Word for word, retype every line of the data.

☆ ☆ ☆

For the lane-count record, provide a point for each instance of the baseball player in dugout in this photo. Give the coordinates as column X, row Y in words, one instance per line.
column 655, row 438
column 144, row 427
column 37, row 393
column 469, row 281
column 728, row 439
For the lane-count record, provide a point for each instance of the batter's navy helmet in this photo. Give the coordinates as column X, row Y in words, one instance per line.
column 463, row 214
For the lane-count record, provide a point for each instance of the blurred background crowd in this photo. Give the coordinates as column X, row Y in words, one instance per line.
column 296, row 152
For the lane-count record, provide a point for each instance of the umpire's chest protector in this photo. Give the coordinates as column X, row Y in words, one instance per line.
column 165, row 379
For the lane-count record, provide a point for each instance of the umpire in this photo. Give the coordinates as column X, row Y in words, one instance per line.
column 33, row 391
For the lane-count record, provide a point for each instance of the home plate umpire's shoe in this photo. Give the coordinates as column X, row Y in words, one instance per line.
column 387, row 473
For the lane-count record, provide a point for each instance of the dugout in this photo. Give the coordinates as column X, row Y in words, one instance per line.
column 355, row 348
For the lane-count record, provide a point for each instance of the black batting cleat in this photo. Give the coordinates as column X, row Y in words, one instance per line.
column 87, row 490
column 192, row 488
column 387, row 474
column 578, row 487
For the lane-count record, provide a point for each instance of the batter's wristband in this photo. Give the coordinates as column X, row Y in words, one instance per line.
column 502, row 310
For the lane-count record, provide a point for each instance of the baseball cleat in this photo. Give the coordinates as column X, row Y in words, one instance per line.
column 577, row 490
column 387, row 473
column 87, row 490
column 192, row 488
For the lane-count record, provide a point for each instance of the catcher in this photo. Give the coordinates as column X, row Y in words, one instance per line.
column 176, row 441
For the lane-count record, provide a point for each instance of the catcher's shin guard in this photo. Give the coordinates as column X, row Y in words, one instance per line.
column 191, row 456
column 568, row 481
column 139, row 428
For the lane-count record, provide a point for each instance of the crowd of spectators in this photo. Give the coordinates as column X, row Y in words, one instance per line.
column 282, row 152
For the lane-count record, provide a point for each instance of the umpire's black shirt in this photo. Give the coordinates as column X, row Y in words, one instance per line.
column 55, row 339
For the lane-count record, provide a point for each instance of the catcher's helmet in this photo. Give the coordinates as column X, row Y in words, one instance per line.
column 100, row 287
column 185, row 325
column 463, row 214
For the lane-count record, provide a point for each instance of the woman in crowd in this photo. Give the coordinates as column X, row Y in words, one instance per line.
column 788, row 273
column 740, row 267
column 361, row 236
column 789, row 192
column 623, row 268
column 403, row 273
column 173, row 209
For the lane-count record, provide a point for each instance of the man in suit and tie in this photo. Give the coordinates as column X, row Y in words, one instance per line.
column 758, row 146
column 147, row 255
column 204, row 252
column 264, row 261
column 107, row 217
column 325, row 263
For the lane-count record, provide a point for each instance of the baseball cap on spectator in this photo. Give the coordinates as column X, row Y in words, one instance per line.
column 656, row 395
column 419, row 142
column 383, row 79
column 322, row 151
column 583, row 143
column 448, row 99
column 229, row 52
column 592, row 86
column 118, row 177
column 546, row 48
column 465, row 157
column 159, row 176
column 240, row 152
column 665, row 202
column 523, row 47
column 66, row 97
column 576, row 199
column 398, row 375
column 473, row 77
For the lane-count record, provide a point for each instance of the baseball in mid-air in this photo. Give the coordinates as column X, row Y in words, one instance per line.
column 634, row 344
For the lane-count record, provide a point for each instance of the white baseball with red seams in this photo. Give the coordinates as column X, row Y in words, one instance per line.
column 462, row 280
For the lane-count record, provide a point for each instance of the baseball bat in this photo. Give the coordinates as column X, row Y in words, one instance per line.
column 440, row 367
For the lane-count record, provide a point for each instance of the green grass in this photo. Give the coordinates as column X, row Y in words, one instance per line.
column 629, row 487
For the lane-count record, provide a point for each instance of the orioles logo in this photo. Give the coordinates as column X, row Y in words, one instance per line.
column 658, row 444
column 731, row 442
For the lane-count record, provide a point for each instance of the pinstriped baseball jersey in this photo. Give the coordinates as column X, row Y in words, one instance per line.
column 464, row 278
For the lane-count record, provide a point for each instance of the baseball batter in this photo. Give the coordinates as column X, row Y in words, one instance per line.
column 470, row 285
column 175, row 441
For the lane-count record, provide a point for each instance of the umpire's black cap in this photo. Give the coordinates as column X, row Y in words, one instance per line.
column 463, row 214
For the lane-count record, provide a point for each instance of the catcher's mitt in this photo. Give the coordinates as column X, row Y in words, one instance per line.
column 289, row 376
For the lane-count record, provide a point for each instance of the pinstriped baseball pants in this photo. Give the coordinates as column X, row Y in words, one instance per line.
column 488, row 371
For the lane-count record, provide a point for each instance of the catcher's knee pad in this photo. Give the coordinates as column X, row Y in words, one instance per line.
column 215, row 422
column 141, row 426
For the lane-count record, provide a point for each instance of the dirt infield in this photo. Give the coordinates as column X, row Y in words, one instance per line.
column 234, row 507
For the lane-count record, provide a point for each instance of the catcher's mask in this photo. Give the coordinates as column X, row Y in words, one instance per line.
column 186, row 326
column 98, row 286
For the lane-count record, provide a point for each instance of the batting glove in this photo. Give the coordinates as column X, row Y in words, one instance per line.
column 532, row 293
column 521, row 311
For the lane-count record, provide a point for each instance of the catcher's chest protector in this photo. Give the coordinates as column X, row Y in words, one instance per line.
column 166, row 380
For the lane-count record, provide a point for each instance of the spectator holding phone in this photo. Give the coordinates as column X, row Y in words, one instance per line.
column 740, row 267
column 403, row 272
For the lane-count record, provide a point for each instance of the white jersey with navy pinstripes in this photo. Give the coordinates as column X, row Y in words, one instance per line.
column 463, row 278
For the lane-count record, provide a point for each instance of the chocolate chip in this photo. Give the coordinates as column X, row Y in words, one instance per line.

☆ ☆ ☆

_ANSWER BOX_:
For the lane-count record, provide a point for each instance of the baseball player in dugout in this photo. Give the coordinates as column X, row Y in words, one instance per line.
column 655, row 438
column 144, row 427
column 37, row 393
column 469, row 281
column 728, row 439
For the lane-count record, provide a point for each instance of the batter's navy helmet in this photo. Give the coordinates as column X, row Y in words, one instance per line.
column 463, row 214
For the lane-count record, provide a point for each instance of the blurred background crowd in this photo. Give the coordinates as column X, row Y in words, one instance per line.
column 296, row 152
For the lane-count record, provide a point for each instance of the umpire's chest protector in this photo. Give the coordinates as column X, row Y in words, one instance per line.
column 165, row 379
For the lane-count record, provide a point for each instance of the umpire in this photo. Give the coordinates as column X, row Y in words, one instance per line.
column 33, row 391
For the lane-count record, provide a point for each instance of the home plate umpire's shoe in this photo. Give the coordinates as column X, row Y in words, one instance per line.
column 387, row 473
For the lane-count record, provide a point for each instance of the dugout in this photo. Give the coordinates as column X, row Y in words, one instance per line.
column 355, row 348
For the lane-count record, provide a point for each instance of the black batting cleat in this photo. Give the coordinates as column X, row Y in words, one instance per line.
column 87, row 490
column 192, row 488
column 387, row 474
column 578, row 487
For the lane-count record, provide a point for each instance of the batter's wristband in this photo. Give the coordinates as column X, row Y in words, one instance per line.
column 502, row 310
For the lane-count record, provide a point for each instance of the baseball cleat in this photo. Give the coordinates as column X, row Y in words, one instance per line.
column 577, row 490
column 387, row 473
column 87, row 490
column 192, row 488
For the lane-count record, provide a point for each instance of the catcher in this photo. Give the coordinates as column X, row Y in words, one instance per line.
column 176, row 441
For the lane-count record, provide a point for each instance of the catcher's shin guard in this photo. Give the coordinates as column X, row Y in words, one instance per line.
column 191, row 456
column 568, row 481
column 139, row 428
For the lane-count record, provide a point for each instance of the crowd of spectators in this photo. Give the coordinates as column X, row Y in words, one instance per line.
column 282, row 152
For the lane-count record, provide a point for each instance of the umpire's black shirt in this photo. Give the coordinates as column X, row Y in words, one instance per line.
column 55, row 339
For the lane-count record, provide a point for each instance of the catcher's helmet in this photo. Give the coordinates as column X, row Y in words, one instance per line.
column 100, row 287
column 185, row 325
column 463, row 214
For the lane-count record, provide a point for each instance of the woman in crowd in this photo. Give the coordinates as column X, row Y in words, one instance per line.
column 788, row 273
column 740, row 267
column 361, row 236
column 789, row 192
column 623, row 268
column 403, row 273
column 173, row 209
For the lane-count record, provide a point for each instance of the man in suit and tie in this photo. Give the coordinates as column X, row Y in words, one instance per line.
column 758, row 146
column 147, row 255
column 204, row 252
column 264, row 261
column 107, row 217
column 325, row 263
For the lane-count record, provide a point for each instance of the baseball cap on spectator in this photo. Give the coordinates as column X, row Y in words, one instance per line.
column 656, row 395
column 419, row 142
column 383, row 79
column 322, row 151
column 583, row 143
column 448, row 99
column 229, row 52
column 592, row 86
column 118, row 177
column 546, row 48
column 465, row 157
column 159, row 176
column 240, row 152
column 665, row 202
column 523, row 47
column 66, row 97
column 576, row 199
column 398, row 375
column 473, row 77
For the lane-count record, provide a point for each instance of the baseball in mid-air in this photo. Give the coordinates as column X, row Y in words, one instance per line.
column 634, row 344
For the lane-count record, provide a point for each instance of the white baseball with red seams in this photo. Give the coordinates as column X, row Y in words, one instance per line.
column 462, row 280
For the lane-count record, provide a point for each instance of the baseball bat in this photo. Give the coordinates as column X, row Y in words, one instance per line.
column 440, row 367
For the lane-count record, provide a point for each instance of the green grass in this photo. Give the coordinates as column X, row Y in words, one instance per line.
column 629, row 487
For the lane-count record, provide a point for each instance of the orioles logo in this photo. Give the coordinates as column X, row Y in words, one instance per line.
column 658, row 444
column 731, row 442
For the lane-count record, provide a point for each instance of the pinstriped baseball jersey in this photo. Give the coordinates as column X, row Y in words, one instance per line.
column 464, row 278
For the lane-count record, provide a point for each instance of the baseball batter in this photo. Give the coordinates as column X, row Y in words, one instance per line.
column 470, row 285
column 175, row 441
For the lane-count record, provide a point for each instance of the umpire's black cap in this photo. Give the coordinates as column X, row Y in words, one instance per line.
column 463, row 214
For the lane-count record, provide a point for each instance of the catcher's mitt in this photo. Give the coordinates as column X, row Y in words, one instance per line.
column 289, row 376
For the lane-count record, provide a point for each instance of the pinstriped baseball pants in this photo. Give the coordinates as column X, row Y in words, one instance per line.
column 488, row 371
For the lane-count record, provide a point for each instance of the catcher's knee pad in this photo. Give the coordinates as column X, row Y in words, one instance per line.
column 215, row 422
column 141, row 426
For the lane-count record, provide a point for each instance of the dirt infield in this photo. Give the coordinates as column X, row Y in words, one instance per line.
column 234, row 507
For the lane-count record, provide a point for each instance of the catcher's mask in this photo. Give the coordinates as column X, row Y in words, one instance per line.
column 186, row 326
column 98, row 286
For the lane-count record, provide a point for each instance of the batting glove in this photo. Give the coordinates as column X, row Y in words, one instance per line.
column 532, row 293
column 521, row 311
For the lane-count record, provide a point for each instance of the catcher's chest protector in this photo. Give the coordinates as column X, row Y in words, one instance per line.
column 166, row 380
For the lane-count record, provide a point for each instance of the spectator holding phone in this photo. Give the coordinates as column X, row Y in words, one instance per line.
column 740, row 267
column 403, row 272
For the lane-count record, provide a point for each instance of the white jersey with navy pinstripes in this photo. Give the coordinates as column X, row Y in words, one instance per line.
column 463, row 278
For the lane-count record, provide a point for each instance of the chocolate chip in this photo. Give the coordinates as column X, row Y in words, one instance per line.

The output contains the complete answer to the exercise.